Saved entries
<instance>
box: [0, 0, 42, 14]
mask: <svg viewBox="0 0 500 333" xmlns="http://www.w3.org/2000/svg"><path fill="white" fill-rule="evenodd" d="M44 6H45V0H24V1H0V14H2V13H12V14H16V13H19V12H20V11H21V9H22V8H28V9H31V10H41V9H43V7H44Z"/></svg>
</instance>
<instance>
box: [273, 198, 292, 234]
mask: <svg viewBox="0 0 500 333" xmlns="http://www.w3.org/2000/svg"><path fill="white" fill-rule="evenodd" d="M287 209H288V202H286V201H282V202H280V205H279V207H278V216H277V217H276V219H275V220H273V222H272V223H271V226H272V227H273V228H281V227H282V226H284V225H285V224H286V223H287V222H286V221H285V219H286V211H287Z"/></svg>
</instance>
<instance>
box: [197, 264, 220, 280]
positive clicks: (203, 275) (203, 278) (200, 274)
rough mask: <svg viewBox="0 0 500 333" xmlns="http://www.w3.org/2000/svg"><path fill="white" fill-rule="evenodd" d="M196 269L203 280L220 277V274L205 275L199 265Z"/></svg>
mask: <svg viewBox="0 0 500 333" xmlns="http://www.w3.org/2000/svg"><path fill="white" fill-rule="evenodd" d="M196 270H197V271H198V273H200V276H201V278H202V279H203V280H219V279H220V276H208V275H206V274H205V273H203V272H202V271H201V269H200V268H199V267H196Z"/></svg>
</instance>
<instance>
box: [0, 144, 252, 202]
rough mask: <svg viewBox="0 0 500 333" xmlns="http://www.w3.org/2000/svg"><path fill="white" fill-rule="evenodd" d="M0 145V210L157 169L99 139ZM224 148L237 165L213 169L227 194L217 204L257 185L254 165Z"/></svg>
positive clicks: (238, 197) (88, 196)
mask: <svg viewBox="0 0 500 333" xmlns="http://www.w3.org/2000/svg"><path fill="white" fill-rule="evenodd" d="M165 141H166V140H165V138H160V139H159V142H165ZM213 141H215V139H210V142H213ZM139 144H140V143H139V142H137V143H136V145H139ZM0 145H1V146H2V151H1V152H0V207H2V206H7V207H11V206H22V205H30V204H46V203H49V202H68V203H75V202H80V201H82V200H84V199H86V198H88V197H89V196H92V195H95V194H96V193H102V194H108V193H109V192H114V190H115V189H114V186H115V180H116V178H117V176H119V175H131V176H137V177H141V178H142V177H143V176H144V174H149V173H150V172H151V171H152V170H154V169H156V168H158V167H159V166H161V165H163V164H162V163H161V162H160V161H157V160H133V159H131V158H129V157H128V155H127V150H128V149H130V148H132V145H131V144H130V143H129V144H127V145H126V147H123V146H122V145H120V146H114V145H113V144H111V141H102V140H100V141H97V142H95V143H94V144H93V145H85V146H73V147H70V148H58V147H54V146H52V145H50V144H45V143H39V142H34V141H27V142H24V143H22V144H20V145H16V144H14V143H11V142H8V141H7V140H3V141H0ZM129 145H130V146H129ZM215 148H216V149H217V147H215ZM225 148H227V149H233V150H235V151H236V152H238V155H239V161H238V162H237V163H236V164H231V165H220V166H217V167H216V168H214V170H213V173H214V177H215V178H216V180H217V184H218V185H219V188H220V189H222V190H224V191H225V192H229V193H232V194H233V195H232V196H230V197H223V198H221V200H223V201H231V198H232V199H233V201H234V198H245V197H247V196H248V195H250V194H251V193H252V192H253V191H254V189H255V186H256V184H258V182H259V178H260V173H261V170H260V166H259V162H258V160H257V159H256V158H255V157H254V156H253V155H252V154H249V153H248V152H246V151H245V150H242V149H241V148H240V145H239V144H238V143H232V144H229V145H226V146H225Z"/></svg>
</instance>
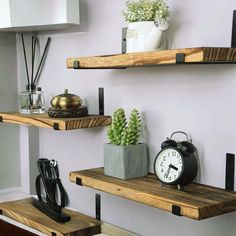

(TASK GOAL): Report how many lines of the data above contain the string "clicks", counting case-sensitively. Give only the number.

(SOLUTION TO THIS EXERCISE): 2